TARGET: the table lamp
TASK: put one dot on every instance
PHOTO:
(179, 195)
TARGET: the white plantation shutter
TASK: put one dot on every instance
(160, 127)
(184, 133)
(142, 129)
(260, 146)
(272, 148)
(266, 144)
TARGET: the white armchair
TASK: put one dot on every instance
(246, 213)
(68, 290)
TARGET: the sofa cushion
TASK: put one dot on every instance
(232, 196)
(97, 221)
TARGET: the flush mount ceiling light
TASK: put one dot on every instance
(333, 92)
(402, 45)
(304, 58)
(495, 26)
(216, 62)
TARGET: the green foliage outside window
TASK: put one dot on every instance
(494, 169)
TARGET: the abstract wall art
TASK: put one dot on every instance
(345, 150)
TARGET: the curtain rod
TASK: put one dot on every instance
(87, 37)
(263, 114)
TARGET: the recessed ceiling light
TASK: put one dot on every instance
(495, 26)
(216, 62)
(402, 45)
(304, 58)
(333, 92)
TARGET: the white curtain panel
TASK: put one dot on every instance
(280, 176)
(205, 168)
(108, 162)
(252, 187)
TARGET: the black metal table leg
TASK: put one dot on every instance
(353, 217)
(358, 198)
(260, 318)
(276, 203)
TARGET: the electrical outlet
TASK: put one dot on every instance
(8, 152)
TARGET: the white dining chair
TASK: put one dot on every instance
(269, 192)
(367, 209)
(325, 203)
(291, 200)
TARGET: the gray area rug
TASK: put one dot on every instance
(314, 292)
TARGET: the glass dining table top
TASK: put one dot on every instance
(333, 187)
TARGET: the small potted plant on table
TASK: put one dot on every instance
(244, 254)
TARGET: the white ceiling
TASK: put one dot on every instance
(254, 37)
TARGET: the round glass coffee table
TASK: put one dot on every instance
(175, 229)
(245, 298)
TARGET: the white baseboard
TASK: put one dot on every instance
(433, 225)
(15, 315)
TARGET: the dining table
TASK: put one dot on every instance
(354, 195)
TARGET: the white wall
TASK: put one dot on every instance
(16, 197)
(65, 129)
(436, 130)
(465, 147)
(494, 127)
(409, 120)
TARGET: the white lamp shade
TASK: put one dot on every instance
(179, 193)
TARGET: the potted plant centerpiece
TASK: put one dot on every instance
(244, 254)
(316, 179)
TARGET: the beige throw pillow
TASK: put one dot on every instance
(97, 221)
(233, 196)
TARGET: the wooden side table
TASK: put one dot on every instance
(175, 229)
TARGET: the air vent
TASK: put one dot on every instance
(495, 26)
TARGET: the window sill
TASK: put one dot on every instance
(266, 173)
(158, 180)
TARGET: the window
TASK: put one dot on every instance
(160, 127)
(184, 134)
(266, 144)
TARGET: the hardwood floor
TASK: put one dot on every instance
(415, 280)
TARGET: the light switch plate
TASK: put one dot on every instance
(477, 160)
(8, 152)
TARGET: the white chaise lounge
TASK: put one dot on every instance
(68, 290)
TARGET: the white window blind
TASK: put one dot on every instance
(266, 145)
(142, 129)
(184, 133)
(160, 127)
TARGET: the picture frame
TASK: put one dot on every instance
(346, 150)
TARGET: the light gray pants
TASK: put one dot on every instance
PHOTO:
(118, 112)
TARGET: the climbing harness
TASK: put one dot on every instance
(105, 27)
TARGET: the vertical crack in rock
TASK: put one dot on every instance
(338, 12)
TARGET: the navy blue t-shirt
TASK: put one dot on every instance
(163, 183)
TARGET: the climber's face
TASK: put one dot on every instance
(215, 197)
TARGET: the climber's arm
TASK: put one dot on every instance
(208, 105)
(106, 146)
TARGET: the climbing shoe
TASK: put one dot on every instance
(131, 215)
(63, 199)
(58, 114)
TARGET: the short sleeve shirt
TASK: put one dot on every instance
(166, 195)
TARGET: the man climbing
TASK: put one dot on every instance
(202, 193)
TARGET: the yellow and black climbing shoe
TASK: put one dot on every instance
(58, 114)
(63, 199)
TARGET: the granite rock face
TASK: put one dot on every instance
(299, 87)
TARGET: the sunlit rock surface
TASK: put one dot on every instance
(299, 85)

.....

_TASK REQUIREMENTS_. Your answer should be an exact transcription of the data above.

_RESPONSE_.
TARGET: the table lamp
TASK: put one dot on every instance
PHOTO:
(179, 195)
TARGET: the white plantation shutter
TASK: put one dot on every instance
(160, 127)
(184, 133)
(142, 129)
(260, 146)
(272, 148)
(266, 144)
TARGET: the white armchair
TASK: put one dot on every instance
(246, 213)
(68, 290)
TARGET: the sofa cushion
TASK: put one dot on every instance
(232, 196)
(97, 221)
TARGET: the flush mount ceiling light
TASK: put one dot on every instance
(333, 92)
(402, 45)
(304, 58)
(495, 26)
(216, 62)
TARGET: the green foliage outside window
TASK: put one dot on every instance
(494, 169)
TARGET: the abstract wall art
TASK: put one dot on every instance
(345, 150)
TARGET: the curtain rod
TASK: put one dot on every instance
(87, 37)
(263, 114)
TARGET: the recessed ceiling light
TASK: put one dot on every instance
(495, 26)
(216, 62)
(402, 45)
(304, 58)
(333, 92)
TARGET: the white curtain panel
TASK: put one dot on every instance
(280, 176)
(205, 168)
(108, 162)
(252, 187)
TARGET: the black metal table leg
TASK: put one dot on every instance
(353, 217)
(358, 198)
(260, 318)
(276, 203)
TARGET: the electrical outlet
TASK: put one dot on every instance
(8, 152)
TARGET: the white dining chair
TASK: put one dot on every instance
(269, 192)
(367, 209)
(325, 203)
(291, 200)
TARGET: the gray area rug
TASK: put one dot on every instance
(314, 292)
TARGET: the glass dining table top
TASK: put one dot on every instance
(333, 187)
TARGET: the small potted plant on table
TASK: put one dot on every instance
(244, 254)
TARGET: the white ceiling
TASK: put one dot on every instance
(254, 37)
TARGET: the round glass coffee table
TASK: put one dot on every instance
(175, 229)
(245, 298)
TARGET: the white baseboard
TASK: put one dot on every instance
(433, 225)
(15, 315)
TARGET: the dining table
TASK: put one dot on every instance
(354, 195)
TARGET: the white wall
TASK: put one dot on every instance
(16, 197)
(65, 129)
(436, 130)
(465, 147)
(494, 127)
(409, 120)
TARGET: the white lamp shade
TASK: put one dot on every instance
(179, 193)
TARGET: the potted plant centerpiece
TASK: put one dot on every instance
(244, 254)
(316, 179)
TARGET: the beige throw pillow
TASK: put one dot on every instance
(97, 221)
(233, 196)
TARGET: the wooden side table
TASK: put one dot on every instance
(175, 229)
TARGET: the air vent
TASK: put one dot on every instance
(495, 26)
TARGET: the window sill
TASK: put one dot on every instance
(266, 173)
(158, 180)
TARGET: the window
TASK: put one dot on every instance
(160, 127)
(184, 134)
(266, 144)
TARGET: the hardwood floor
TASK: put one dot on every instance
(415, 280)
TARGET: the light switch plate
TASK: put one dot on every instance
(477, 160)
(8, 152)
TARGET: the white chaise lounge
TASK: put one dot on every instance
(68, 290)
TARGET: the white window blind
TASK: put one dot on every instance
(266, 145)
(142, 129)
(184, 133)
(160, 127)
TARGET: the picture frame
TASK: put one dot on every instance
(346, 150)
TARGET: the light gray pants
TASK: put one dot on every instance
PHOTO:
(118, 112)
TARGET: the climbing harness
TASK: put one dot on every instance
(105, 27)
TARGET: the vertical crack in rock
TASK: put one dot on every instance
(338, 12)
TARGET: the navy blue t-shirt
TASK: put one dot on every instance
(163, 183)
TARGET: the climber's face
TASK: put one dot on every instance
(215, 197)
TARGET: the climber's arm
TASK: put one dot on every instance
(208, 105)
(106, 146)
TARGET: the climbing shoe
TASK: put one dot on every instance
(131, 215)
(63, 199)
(58, 114)
TARGET: the short sleeve shirt
TASK: put one dot on every instance
(166, 195)
TARGET: the man climbing
TASK: put one dot on every instance
(202, 193)
TARGET: the yellow and black climbing shoe
TASK: put one dot on every instance
(58, 114)
(63, 199)
TARGET: the granite rock face
TASK: put one dot on every instance
(299, 87)
TARGET: the sunlit rock surface
TASK: put one dot on every instance
(299, 85)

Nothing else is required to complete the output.